[Natural-language object grounding data]
▽
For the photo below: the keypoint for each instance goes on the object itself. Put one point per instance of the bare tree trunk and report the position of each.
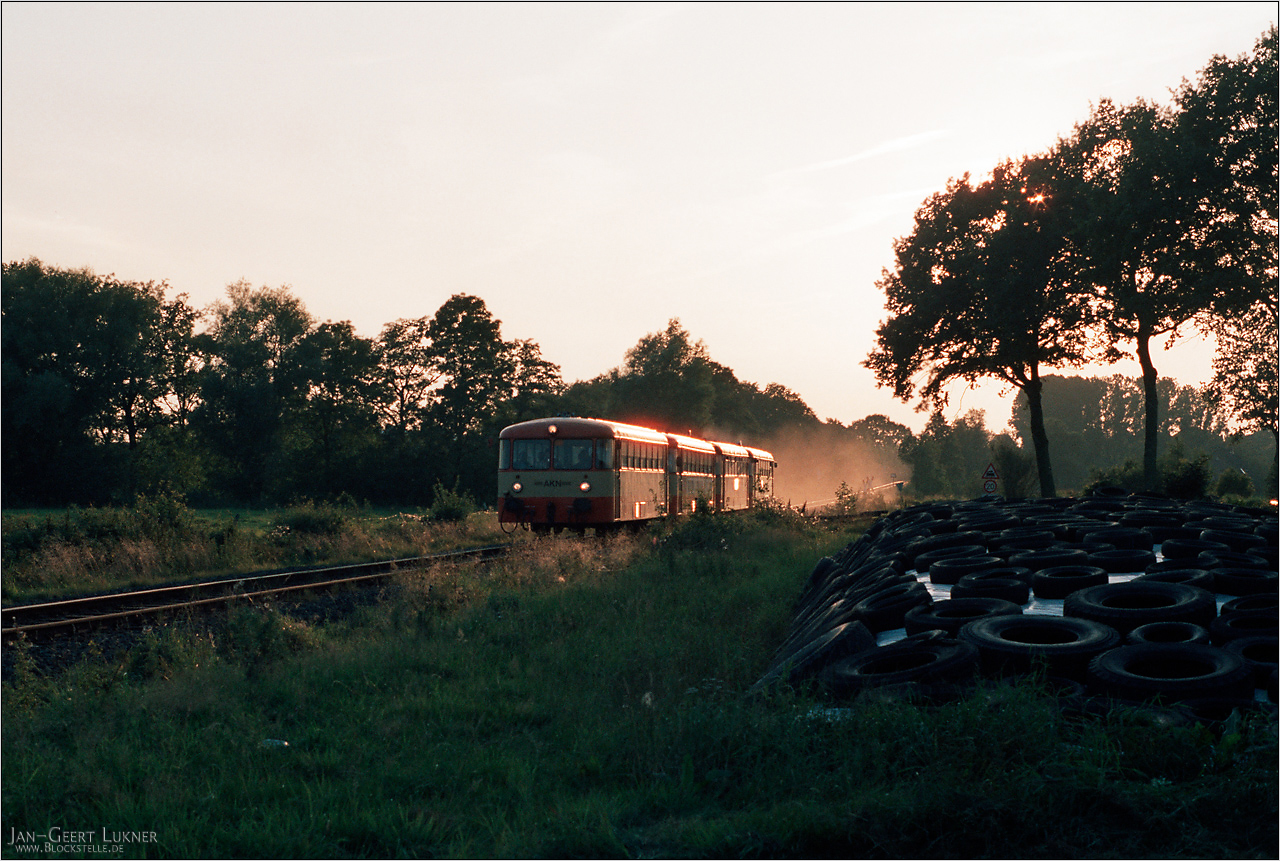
(1040, 439)
(1151, 402)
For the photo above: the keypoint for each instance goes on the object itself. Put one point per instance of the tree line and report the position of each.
(1146, 219)
(114, 389)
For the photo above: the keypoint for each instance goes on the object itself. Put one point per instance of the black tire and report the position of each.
(1260, 654)
(1252, 604)
(945, 540)
(814, 655)
(1169, 632)
(924, 560)
(1174, 672)
(1216, 711)
(1121, 562)
(1048, 558)
(1197, 577)
(933, 660)
(1187, 549)
(1127, 605)
(1064, 580)
(947, 572)
(886, 608)
(952, 614)
(1230, 559)
(1238, 541)
(988, 585)
(1018, 644)
(1242, 624)
(1244, 581)
(1123, 537)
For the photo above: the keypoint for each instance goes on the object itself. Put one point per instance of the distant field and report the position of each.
(78, 550)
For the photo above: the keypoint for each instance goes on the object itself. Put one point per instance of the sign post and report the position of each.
(990, 480)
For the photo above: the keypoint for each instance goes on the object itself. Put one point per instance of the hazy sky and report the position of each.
(588, 170)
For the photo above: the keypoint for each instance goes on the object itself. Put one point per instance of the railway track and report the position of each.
(78, 613)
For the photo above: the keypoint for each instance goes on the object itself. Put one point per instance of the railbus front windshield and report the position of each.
△
Write out the data precisely as given, excluding the pictures.

For the photo below: the keypoint for each instance goes on the object itself. Put one point per instance of the bare tree trunk and report the position of each.
(1040, 439)
(1151, 402)
For the photo above: the keypoint for each instance goes on the object itself. Put one point per instance of the tree line and report the position of each.
(1146, 219)
(114, 389)
For the photo above: the keypoint for each instance goes on the object itself. Put one point per instance of the black tire and report the position of each.
(1260, 654)
(1252, 604)
(945, 540)
(814, 655)
(1169, 632)
(924, 560)
(1174, 672)
(1216, 711)
(1121, 562)
(1048, 558)
(1197, 577)
(933, 660)
(1187, 549)
(1127, 605)
(1064, 580)
(947, 572)
(886, 608)
(952, 614)
(1230, 559)
(1238, 541)
(988, 585)
(1018, 644)
(1242, 624)
(1244, 581)
(1123, 537)
For the photo above: the keypoint for each instance goes on the object itself. Put one point per instance of the distant field and report the position of each.
(78, 550)
For the photo above: the keypoint for each instance goes on the object itself. Put one point per instance of the sign post and report the position of each.
(990, 480)
For the photo above: the keypoint for each instance goes on the object itself. Put one point per instance of the hazy sky and report the position of each.
(588, 170)
For the photo above: the keypoint for each instance goes on the object itself. Put one point per instance of the railway track and report the position of each.
(78, 613)
For the photo above: the keypoint for each instance goes on the object itself. Put one point per instance of the railbus front windshield and report the position of each.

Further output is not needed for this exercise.